Output, with no changes, the span of lines that opens with the line containing "# for each instance of the green wheel" and closes with the last line.
─── Record set ───
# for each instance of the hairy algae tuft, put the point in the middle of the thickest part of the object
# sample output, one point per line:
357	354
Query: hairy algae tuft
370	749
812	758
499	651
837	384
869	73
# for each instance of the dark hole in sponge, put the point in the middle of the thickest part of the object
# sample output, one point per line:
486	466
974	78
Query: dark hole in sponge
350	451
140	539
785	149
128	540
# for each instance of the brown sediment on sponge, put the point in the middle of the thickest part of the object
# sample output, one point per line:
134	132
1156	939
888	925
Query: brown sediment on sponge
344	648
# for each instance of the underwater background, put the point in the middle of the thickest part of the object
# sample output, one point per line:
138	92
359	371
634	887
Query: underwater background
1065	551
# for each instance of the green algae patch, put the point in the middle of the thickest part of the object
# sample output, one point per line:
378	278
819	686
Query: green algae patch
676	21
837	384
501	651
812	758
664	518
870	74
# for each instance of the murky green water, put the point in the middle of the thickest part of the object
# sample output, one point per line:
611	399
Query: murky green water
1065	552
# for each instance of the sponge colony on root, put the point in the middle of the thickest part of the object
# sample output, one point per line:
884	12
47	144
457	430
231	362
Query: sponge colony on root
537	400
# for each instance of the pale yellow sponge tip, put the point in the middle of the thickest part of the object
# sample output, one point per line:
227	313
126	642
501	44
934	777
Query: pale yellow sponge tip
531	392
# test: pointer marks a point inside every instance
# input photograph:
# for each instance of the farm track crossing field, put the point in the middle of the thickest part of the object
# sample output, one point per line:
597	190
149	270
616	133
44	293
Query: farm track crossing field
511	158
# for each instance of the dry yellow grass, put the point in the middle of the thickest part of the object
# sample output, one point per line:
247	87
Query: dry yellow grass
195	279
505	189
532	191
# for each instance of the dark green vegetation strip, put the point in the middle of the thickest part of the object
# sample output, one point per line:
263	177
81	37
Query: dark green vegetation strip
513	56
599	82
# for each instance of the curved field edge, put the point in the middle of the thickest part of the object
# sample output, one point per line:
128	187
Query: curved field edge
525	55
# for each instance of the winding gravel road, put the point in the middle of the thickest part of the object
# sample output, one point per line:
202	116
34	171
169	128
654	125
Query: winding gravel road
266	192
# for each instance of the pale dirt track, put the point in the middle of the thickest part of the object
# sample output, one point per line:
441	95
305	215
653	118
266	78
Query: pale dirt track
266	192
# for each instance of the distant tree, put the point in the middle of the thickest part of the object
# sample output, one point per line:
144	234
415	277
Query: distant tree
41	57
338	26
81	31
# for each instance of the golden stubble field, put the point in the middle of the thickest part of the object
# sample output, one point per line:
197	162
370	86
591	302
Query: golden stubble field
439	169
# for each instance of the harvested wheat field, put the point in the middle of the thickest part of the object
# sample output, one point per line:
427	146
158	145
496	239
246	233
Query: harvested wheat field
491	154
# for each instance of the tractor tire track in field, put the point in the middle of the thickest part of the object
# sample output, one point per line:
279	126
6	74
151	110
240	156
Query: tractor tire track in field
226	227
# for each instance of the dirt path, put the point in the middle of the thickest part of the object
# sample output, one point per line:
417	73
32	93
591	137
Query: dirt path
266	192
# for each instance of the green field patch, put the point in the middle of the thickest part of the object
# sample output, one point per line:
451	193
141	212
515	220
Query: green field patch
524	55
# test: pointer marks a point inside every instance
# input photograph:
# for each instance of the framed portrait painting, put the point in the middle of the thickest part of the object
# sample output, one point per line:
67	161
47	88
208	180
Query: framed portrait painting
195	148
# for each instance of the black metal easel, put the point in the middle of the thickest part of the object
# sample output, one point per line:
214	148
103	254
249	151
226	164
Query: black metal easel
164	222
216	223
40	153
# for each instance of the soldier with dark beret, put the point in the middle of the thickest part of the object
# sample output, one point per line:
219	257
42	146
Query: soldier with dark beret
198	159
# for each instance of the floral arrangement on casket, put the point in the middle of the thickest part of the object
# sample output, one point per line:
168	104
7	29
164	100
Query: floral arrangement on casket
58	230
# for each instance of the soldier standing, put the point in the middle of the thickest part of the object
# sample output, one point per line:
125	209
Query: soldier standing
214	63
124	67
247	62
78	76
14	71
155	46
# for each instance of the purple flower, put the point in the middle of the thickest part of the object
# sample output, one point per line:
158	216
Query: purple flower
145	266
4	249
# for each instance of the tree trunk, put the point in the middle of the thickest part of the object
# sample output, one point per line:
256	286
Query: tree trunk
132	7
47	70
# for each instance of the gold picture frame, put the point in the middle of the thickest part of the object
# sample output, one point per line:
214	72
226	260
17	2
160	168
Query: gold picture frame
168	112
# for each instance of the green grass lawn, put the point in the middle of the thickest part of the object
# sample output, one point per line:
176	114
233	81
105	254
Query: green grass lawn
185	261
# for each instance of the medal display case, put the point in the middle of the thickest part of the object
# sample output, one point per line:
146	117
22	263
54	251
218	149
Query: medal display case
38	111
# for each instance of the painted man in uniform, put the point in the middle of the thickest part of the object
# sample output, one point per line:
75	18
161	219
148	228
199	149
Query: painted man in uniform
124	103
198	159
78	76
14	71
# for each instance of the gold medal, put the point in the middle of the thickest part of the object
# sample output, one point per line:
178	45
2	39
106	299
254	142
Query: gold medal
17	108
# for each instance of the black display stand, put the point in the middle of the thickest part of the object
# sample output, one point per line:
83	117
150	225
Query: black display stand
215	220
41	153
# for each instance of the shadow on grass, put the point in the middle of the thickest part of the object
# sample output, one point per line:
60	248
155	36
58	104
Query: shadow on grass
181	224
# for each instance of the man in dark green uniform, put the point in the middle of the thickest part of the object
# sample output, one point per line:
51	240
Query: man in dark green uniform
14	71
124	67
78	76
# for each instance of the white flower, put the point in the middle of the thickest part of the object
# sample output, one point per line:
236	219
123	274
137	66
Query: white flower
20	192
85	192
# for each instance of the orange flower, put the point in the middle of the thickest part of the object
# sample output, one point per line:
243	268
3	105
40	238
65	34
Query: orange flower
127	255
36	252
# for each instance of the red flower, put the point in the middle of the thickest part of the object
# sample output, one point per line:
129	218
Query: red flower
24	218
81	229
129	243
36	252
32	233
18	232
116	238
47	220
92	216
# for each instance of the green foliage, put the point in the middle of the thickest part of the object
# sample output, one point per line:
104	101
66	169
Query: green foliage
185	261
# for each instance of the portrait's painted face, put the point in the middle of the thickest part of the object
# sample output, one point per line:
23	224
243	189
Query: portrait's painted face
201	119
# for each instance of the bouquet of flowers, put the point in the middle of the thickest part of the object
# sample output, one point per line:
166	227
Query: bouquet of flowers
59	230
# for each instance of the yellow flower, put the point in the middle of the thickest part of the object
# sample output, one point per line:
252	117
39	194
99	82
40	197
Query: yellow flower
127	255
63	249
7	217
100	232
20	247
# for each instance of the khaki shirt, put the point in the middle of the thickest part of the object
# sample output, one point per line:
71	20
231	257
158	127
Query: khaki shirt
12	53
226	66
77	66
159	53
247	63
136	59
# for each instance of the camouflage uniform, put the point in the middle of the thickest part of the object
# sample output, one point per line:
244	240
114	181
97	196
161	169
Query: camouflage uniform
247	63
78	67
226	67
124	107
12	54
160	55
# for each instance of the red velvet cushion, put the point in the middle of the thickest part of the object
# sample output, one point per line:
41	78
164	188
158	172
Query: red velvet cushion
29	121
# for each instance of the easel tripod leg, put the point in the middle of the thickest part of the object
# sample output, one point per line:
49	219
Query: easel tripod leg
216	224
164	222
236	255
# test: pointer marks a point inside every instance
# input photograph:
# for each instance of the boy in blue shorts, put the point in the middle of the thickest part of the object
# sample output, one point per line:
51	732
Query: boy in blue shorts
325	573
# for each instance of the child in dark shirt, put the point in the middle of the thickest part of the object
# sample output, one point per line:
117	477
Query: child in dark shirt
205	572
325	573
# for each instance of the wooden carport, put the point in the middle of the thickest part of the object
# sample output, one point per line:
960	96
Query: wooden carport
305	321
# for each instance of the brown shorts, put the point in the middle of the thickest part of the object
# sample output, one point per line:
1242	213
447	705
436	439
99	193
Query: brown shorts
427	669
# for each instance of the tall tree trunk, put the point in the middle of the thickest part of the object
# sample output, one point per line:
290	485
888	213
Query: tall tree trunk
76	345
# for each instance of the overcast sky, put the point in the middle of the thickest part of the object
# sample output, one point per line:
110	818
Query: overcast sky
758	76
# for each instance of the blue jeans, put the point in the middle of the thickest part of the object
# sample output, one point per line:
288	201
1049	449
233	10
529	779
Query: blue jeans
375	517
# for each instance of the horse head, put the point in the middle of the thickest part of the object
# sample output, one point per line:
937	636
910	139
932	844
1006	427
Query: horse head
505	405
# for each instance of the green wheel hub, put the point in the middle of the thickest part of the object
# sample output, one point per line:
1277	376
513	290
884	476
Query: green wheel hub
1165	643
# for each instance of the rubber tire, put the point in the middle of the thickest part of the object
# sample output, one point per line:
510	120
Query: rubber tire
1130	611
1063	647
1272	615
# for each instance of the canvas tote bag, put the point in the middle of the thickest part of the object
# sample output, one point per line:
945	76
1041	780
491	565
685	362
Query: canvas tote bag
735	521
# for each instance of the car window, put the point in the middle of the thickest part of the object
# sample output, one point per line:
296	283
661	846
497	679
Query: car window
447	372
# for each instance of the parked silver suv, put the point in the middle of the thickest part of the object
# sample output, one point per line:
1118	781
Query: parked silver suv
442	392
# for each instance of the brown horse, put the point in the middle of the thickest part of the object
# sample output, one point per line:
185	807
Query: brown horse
───
### Written solution
# for each instance of the green wheel hub, put the point in the middle of the thickest part of the object
# sample output, one point per line:
1277	376
513	290
884	476
Query: green wheel hub
1165	643
# for each instance of the rubber tire, put the point in the middle of the thickest part of the object
# sample output, one point per line:
510	120
Query: rubber tire
1130	611
1063	647
1272	615
# for each instance of the canvas tote bag, put the point in the middle of the thickest part of the object
# sample output, one point per line:
945	76
1041	780
491	565
685	362
Query: canvas tote bag
735	521
# for each instance of the car window, put the point in the middle of the thickest part of the object
# sample output, one point per line:
296	283
661	846
497	679
Query: car window
447	372
# for each instance of the parked silver suv, put the point in the middle of the thickest part of the object
# sample output, one point per line:
1118	781
Query: parked silver suv
442	392
# for each instance of the brown horse, put the point in the middle of the thickest part of the object
# sample output, one point per line:
185	807
Query: brown horse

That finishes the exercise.